--- Problem details ---
Copy the lines below word for word, from the first to the last, but leave out the pictures.

--- Exercise data ---
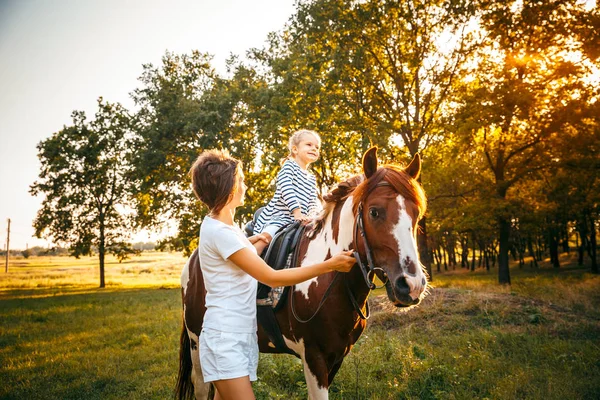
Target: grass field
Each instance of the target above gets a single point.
(63, 338)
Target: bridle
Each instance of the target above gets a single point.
(368, 270)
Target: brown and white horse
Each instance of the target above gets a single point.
(376, 214)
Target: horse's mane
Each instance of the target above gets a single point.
(360, 188)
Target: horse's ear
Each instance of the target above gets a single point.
(414, 168)
(370, 162)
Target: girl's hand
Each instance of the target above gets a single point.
(298, 216)
(258, 238)
(343, 261)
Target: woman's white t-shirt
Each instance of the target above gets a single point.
(230, 292)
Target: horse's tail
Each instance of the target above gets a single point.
(185, 388)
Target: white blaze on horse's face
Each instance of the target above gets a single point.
(404, 234)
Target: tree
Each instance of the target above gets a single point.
(369, 72)
(82, 181)
(523, 87)
(185, 107)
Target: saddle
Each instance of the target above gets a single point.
(280, 254)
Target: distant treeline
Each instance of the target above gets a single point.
(499, 97)
(63, 251)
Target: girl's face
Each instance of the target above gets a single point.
(307, 151)
(240, 191)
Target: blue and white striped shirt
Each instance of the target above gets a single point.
(295, 188)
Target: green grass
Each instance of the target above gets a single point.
(470, 339)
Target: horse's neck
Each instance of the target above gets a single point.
(336, 235)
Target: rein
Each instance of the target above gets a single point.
(368, 271)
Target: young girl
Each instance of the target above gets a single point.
(296, 192)
(230, 267)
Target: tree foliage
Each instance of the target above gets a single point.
(82, 179)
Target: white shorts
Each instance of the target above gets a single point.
(271, 230)
(228, 355)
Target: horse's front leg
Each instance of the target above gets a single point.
(316, 374)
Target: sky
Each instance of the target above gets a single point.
(59, 56)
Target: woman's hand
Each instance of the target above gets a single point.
(343, 261)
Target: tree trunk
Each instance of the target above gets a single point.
(565, 232)
(464, 259)
(553, 245)
(473, 259)
(531, 252)
(593, 246)
(504, 234)
(101, 252)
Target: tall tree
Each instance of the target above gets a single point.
(185, 107)
(523, 85)
(372, 71)
(83, 183)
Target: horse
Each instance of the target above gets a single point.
(376, 215)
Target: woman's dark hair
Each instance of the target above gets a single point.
(214, 178)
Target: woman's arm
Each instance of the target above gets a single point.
(254, 266)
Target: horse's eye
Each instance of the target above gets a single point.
(373, 213)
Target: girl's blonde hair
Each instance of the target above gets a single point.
(295, 141)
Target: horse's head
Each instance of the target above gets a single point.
(392, 204)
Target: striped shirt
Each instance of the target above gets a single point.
(295, 188)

--- Answer ---
Target: grass field
Each instance of the target above gets a single point.
(63, 338)
Target: bridle
Each instance of the target above gets a single point.
(368, 270)
Target: brown and white horse
Each instance of the target above gets a single point.
(376, 214)
Target: horse's mane
Each instance of the target above gets a single point.
(360, 188)
Target: horse's ear
Each instance of the target above gets a single point.
(414, 168)
(370, 162)
Target: girl's hand
Each instance of the target above gets a single point.
(298, 216)
(258, 238)
(343, 261)
Target: woman's white t-shirt
Each instance of the target above gets a single point.
(230, 292)
Target: horse's tail
Each instance of the target above gets a single point.
(185, 388)
Target: white blaze on horse's face
Each instance of the target above gets a single point.
(404, 234)
Target: tree
Each instance of the target above gets a single point.
(369, 72)
(82, 181)
(523, 87)
(185, 107)
Target: saddle
Each instance of the target above gets a single point.
(280, 254)
Target: distant treeline
Each instance of the target above gets a single point.
(499, 97)
(63, 251)
Target: girl's face
Each instance of the target above gets a single point.
(307, 151)
(240, 191)
Target: blue and white striped shirt
Each instance of the target above gets a single point.
(295, 188)
Target: green grass
Each instance of the target above gets a single point.
(470, 339)
Target: horse's neck
Each instance of the target above gets a single point.
(336, 235)
Target: rein
Each instance of the target above gets a single point.
(368, 271)
Target: young girl
Each instance of the target above gets a single point.
(296, 192)
(230, 267)
Target: tree foliage
Each instance of the target above gets a single point.
(82, 179)
Target: white shorts
Each instance of the target above gets a single point.
(271, 230)
(228, 355)
Target: horse's front leg
Each instance of the target above gets a single point.
(316, 374)
Target: sky
Each instance of the target above gets a single point.
(59, 56)
Target: woman's hand
Each instance of the target above gets a single point.
(343, 261)
Target: tree trunk
Each instance of the target above gets a single point.
(565, 232)
(464, 259)
(553, 245)
(473, 259)
(531, 252)
(593, 246)
(504, 234)
(101, 252)
Target: tall tree
Each instance of the target above gets a single point.
(185, 107)
(523, 85)
(372, 71)
(83, 183)
Target: horse
Each instance of the target above gets a single point.
(376, 215)
Target: woman's dark hair
Each instance of the target above gets a single point.
(214, 178)
Target: woman's arm
Each instance of the target above gets a single point.
(254, 266)
Target: horse's eye
Each instance of the target above gets a single point.
(373, 213)
Target: girl's blonde hair
Each instance of the target above gets a single point.
(295, 141)
Target: horse's head
Each instance of the target above gets a single point.
(392, 204)
Target: striped shirt
Each instance of the target above gets a single point.
(295, 188)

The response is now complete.